Written instruction
Set each entry down verbatim, omitting images.

Exercise inputs
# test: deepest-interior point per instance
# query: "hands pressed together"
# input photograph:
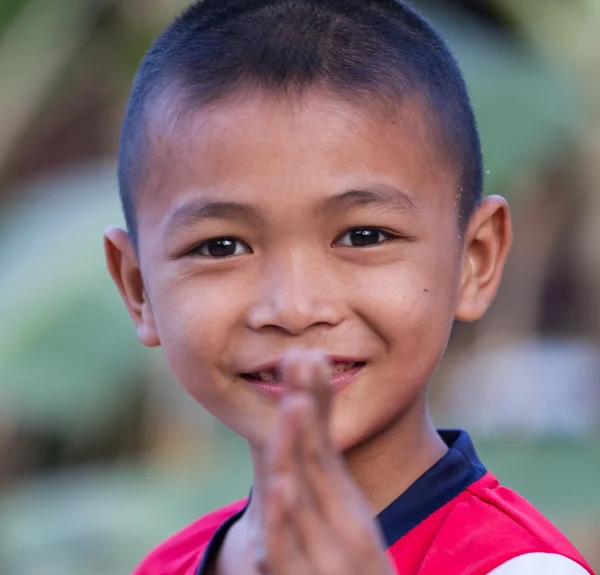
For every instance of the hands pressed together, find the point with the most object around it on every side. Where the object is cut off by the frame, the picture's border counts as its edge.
(315, 520)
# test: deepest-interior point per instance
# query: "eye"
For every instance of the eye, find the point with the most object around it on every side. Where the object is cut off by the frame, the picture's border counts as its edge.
(364, 237)
(221, 248)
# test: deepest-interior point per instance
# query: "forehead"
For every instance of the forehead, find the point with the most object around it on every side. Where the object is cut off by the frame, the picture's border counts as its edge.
(277, 149)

Result of this task
# test: deepest-interior point per instance
# query: "hands pressed together"
# input photograph:
For every instance of the hands pressed together, find the point with the most object around it on every side. Where the object is cut off by the frame, the picture's border counts as its edge.
(315, 520)
# test: deepest-interior point per instance
# query: "eye"
For every instance of the eye, find the point with the most object around it on every side. Where the object is cut off by the frame, the picture's border counts as its edge.
(364, 237)
(221, 248)
# test: deepest-interior point per instance
# query: "forehead"
For every instance of the forehead, find the point with the most object around it on every side. Where the object is cut off by the frame, the picture's border counts as its edge.
(277, 149)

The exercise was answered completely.